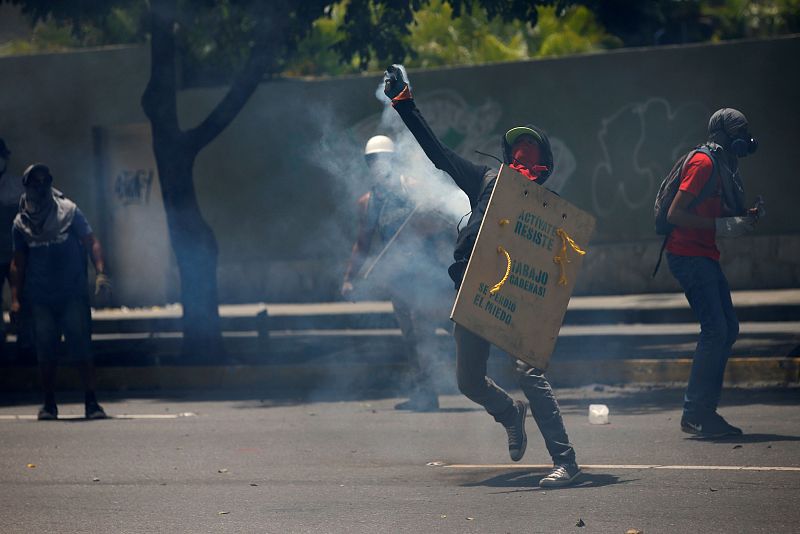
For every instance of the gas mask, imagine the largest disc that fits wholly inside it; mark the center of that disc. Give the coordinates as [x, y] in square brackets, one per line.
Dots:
[744, 145]
[37, 182]
[728, 127]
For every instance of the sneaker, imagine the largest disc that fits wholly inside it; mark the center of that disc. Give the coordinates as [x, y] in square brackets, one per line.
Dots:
[95, 411]
[48, 412]
[421, 402]
[709, 426]
[561, 475]
[517, 439]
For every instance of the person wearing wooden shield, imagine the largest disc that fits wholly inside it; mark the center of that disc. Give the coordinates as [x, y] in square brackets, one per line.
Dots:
[527, 150]
[383, 211]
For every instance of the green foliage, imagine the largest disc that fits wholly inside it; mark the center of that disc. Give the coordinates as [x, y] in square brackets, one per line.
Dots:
[215, 37]
[736, 19]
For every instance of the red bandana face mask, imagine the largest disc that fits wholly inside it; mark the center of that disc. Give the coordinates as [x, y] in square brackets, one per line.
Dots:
[526, 156]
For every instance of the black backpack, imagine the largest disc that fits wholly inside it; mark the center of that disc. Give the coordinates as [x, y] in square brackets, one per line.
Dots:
[669, 189]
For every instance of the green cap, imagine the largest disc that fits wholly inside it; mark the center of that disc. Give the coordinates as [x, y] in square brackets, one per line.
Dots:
[514, 133]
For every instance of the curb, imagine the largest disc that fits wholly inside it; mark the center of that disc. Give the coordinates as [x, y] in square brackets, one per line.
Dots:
[741, 371]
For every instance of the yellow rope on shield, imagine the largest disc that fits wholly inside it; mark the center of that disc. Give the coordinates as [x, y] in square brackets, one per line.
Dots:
[499, 284]
[561, 257]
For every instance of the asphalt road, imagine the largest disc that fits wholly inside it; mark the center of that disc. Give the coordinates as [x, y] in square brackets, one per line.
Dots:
[242, 464]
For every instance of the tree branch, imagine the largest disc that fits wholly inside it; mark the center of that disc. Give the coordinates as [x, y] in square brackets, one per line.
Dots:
[261, 62]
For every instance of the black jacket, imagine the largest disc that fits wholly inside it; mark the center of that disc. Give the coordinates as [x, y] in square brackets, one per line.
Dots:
[477, 181]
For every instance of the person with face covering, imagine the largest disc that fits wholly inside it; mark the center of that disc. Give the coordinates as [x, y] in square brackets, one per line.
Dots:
[527, 150]
[51, 238]
[10, 192]
[693, 259]
[382, 211]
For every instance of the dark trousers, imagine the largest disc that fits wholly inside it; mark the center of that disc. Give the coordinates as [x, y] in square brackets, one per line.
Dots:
[472, 354]
[709, 296]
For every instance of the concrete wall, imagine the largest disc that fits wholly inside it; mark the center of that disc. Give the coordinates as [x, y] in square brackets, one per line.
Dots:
[279, 185]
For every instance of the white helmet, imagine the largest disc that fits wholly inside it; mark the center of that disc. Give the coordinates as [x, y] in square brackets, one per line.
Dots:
[378, 144]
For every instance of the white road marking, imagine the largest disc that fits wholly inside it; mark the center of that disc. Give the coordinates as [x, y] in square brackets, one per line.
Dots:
[120, 416]
[623, 466]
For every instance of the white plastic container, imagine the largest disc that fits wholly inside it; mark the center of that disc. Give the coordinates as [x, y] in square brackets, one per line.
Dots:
[598, 414]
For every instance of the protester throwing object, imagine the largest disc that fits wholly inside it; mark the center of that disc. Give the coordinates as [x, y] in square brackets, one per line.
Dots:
[527, 150]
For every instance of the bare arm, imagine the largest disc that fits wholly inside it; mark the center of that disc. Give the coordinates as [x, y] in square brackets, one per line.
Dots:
[16, 275]
[679, 213]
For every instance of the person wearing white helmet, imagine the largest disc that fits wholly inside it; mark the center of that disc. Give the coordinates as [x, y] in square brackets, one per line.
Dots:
[381, 213]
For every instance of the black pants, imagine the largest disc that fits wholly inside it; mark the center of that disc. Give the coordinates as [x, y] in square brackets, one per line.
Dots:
[472, 353]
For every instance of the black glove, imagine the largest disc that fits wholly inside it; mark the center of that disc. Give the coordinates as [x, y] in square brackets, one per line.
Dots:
[734, 226]
[395, 83]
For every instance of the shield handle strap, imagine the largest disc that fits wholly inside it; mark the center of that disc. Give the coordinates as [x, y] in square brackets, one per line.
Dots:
[498, 285]
[561, 257]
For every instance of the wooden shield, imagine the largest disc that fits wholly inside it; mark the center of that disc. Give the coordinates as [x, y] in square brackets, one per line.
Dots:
[515, 293]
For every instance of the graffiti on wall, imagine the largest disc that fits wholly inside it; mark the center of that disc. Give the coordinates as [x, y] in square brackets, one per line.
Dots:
[465, 128]
[133, 187]
[639, 144]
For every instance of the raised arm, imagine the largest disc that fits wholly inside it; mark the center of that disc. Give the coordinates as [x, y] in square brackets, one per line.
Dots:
[466, 174]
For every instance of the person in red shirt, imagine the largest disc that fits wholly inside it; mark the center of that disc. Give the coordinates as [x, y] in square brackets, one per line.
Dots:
[693, 259]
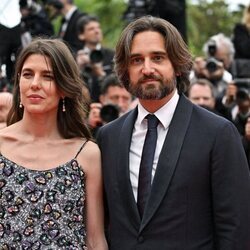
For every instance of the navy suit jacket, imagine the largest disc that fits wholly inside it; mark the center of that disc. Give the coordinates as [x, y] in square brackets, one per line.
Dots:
[200, 195]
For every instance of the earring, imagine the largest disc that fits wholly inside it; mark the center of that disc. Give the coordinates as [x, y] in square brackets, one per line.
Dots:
[63, 106]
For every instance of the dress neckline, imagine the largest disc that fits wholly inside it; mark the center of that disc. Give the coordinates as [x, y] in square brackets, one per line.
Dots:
[44, 170]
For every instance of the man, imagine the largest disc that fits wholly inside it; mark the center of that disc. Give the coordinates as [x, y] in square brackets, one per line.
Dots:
[200, 185]
[68, 29]
[94, 60]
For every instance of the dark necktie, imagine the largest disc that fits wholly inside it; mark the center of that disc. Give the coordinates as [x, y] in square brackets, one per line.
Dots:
[147, 158]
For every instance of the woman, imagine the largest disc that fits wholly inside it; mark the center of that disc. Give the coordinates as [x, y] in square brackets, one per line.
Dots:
[50, 175]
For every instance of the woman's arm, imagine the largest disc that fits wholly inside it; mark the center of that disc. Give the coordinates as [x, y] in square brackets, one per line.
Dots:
[91, 159]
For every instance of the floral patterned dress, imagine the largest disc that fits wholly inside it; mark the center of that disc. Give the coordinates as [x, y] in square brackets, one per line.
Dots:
[42, 209]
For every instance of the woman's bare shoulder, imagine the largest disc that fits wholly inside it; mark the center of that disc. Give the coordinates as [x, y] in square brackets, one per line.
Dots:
[90, 155]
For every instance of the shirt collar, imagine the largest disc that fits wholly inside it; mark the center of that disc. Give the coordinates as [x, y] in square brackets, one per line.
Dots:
[164, 114]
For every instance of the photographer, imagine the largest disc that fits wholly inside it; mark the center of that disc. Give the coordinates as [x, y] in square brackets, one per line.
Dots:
[94, 60]
[34, 21]
[115, 100]
[241, 118]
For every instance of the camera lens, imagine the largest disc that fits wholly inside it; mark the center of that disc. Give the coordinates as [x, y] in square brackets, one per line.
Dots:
[212, 65]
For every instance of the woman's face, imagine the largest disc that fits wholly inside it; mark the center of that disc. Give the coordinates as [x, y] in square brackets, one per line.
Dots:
[38, 90]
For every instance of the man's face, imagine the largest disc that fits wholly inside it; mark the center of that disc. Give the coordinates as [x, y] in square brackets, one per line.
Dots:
[151, 72]
[92, 33]
[118, 96]
[202, 96]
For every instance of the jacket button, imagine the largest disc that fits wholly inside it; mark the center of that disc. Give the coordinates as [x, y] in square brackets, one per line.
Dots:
[140, 239]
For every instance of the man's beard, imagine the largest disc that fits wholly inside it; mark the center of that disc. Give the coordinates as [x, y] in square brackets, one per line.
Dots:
[152, 91]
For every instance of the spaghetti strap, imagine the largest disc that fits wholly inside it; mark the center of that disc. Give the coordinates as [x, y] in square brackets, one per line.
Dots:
[80, 149]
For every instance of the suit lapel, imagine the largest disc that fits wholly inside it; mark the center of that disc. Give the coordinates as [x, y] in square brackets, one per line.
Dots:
[123, 176]
[168, 157]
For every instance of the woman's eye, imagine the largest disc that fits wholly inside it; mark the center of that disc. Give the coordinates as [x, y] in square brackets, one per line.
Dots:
[49, 77]
[26, 75]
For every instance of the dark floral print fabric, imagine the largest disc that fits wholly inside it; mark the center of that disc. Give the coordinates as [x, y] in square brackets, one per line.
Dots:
[42, 209]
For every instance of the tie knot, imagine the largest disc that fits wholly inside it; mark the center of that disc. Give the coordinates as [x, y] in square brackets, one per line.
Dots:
[152, 121]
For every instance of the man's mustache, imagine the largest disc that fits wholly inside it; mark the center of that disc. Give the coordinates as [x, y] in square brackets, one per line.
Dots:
[149, 77]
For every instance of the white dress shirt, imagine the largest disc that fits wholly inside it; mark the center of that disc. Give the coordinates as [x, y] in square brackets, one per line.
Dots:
[165, 115]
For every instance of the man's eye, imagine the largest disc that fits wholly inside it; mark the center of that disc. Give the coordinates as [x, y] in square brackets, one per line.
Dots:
[27, 75]
[158, 58]
[136, 60]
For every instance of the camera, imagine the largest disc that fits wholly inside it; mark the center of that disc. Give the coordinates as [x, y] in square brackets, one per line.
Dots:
[109, 112]
[96, 56]
[212, 64]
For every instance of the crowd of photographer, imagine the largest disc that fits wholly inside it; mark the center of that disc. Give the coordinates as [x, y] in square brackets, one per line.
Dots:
[226, 65]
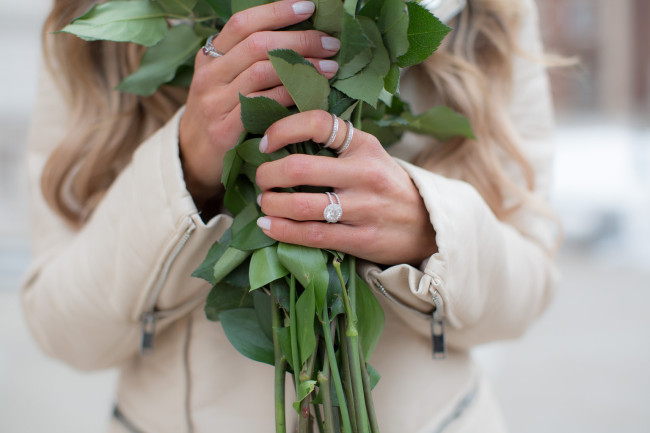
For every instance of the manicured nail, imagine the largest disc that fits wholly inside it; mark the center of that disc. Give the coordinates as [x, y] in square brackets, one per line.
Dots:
[264, 143]
[264, 223]
[328, 66]
[330, 44]
[303, 8]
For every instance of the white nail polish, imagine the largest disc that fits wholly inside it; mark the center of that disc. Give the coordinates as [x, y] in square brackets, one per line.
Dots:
[264, 223]
[303, 8]
[330, 44]
[328, 66]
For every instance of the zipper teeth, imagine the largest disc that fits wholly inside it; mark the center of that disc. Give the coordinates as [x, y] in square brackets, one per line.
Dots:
[168, 264]
[391, 298]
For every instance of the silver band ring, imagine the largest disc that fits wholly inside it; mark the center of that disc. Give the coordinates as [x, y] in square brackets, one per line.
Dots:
[333, 211]
[209, 49]
[335, 130]
[348, 138]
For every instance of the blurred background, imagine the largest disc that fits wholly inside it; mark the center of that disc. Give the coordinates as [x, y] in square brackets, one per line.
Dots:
[583, 367]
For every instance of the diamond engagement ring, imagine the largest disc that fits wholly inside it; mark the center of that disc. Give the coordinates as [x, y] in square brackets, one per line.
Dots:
[348, 138]
[333, 211]
[209, 49]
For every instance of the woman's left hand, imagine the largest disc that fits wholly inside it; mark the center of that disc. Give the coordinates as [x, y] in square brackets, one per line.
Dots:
[384, 219]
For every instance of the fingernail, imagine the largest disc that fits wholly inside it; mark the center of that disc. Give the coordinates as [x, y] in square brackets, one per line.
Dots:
[264, 223]
[330, 44]
[328, 66]
[264, 143]
[303, 8]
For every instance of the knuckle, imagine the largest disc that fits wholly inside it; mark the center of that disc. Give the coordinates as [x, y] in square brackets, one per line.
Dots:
[296, 166]
[315, 235]
[238, 23]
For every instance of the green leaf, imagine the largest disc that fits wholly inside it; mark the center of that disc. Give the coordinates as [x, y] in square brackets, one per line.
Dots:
[258, 113]
[391, 81]
[179, 7]
[240, 194]
[245, 334]
[353, 40]
[305, 311]
[393, 23]
[441, 122]
[159, 63]
[425, 33]
[240, 5]
[262, 305]
[304, 389]
[246, 234]
[265, 267]
[328, 16]
[139, 21]
[370, 318]
[221, 7]
[307, 265]
[367, 84]
[249, 151]
[230, 259]
[308, 88]
[225, 297]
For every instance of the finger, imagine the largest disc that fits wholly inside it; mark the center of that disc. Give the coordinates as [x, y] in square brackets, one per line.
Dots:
[261, 76]
[301, 169]
[316, 125]
[339, 237]
[307, 207]
[308, 43]
[271, 16]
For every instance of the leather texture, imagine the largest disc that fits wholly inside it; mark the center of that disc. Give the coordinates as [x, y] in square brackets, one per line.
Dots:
[87, 289]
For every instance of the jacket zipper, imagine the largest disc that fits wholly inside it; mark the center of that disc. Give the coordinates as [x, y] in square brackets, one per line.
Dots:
[150, 316]
[436, 317]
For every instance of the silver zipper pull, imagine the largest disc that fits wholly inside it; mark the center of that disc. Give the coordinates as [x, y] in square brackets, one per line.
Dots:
[148, 331]
[438, 328]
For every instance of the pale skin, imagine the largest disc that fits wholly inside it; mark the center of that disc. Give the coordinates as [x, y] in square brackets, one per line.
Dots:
[384, 218]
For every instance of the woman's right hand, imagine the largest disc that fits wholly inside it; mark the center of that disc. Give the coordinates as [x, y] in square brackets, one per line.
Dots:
[211, 124]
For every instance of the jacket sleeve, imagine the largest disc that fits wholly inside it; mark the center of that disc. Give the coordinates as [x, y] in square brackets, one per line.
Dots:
[491, 278]
[88, 290]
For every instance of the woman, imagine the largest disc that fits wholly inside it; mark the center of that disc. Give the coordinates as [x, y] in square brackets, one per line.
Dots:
[126, 203]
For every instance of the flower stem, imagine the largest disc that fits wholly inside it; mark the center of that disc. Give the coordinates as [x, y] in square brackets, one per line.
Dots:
[353, 346]
[336, 377]
[293, 332]
[367, 390]
[280, 369]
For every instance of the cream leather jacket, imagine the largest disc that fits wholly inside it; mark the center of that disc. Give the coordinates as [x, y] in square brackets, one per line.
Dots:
[93, 294]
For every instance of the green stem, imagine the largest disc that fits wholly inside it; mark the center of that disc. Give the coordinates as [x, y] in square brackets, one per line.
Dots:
[336, 377]
[325, 392]
[280, 363]
[367, 390]
[347, 376]
[353, 346]
[293, 332]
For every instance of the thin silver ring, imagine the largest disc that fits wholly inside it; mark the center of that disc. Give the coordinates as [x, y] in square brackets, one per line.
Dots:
[348, 138]
[335, 130]
[209, 49]
[333, 211]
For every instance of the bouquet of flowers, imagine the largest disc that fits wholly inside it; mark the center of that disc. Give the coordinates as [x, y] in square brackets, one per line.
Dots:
[303, 310]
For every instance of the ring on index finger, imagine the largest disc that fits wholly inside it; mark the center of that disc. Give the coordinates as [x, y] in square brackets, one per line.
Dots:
[209, 49]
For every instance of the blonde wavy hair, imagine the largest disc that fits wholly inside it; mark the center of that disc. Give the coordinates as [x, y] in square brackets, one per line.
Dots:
[472, 75]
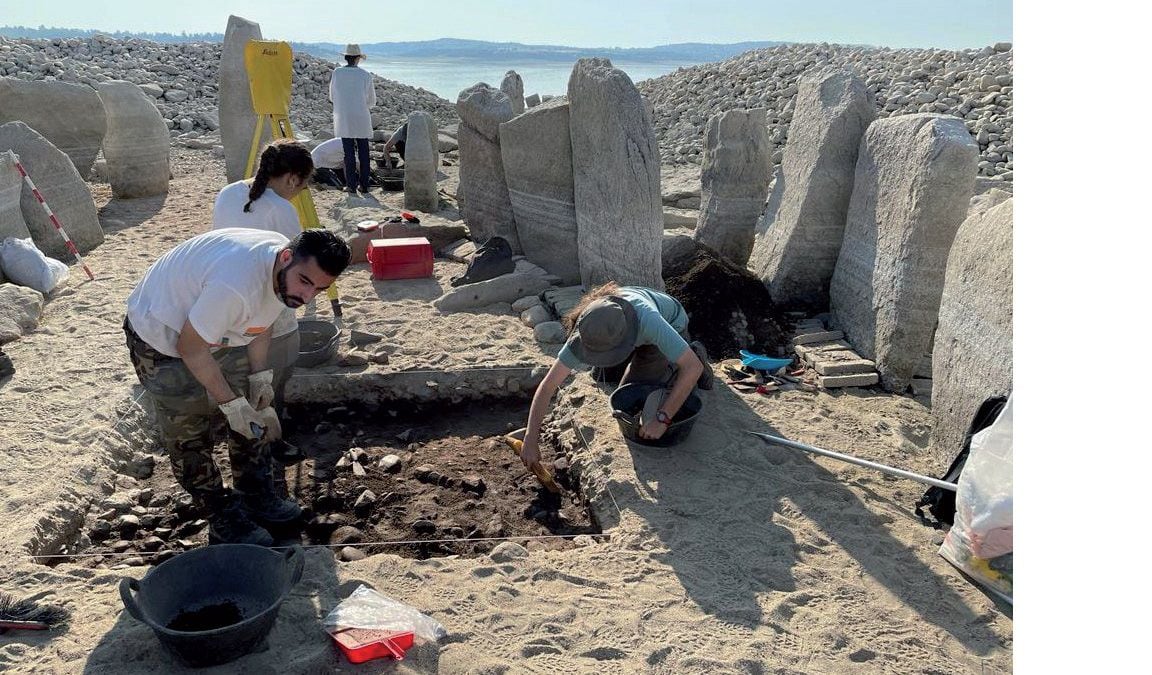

** Brief **
Every line from the data above that contains "person" must appear in the answer.

** Reply **
For every instance of the person wearing wooden shield, imagine the largest disc that fits wholly inside it; mark the center of that disc. Give the coordinates as [x, y] in square brackets, one per line.
For every instance of the person with face covering, imagine the largest disc that fits wholly inside it; mark the center of that disc. Give the coordinates as [x, y] in square brackets, one per line.
For every instance of the person wearing white helmet, imagine the largest disc that fits wholly inside it; mark the center of that disc. Give the coordinates as [x, y] in square brackets, one per line.
For every instance of the person in red shirt, imagine the largest disc that fits wholly inside it; mark the center of that disc. Give the coordinates as [x, y] in square brackets, one per line.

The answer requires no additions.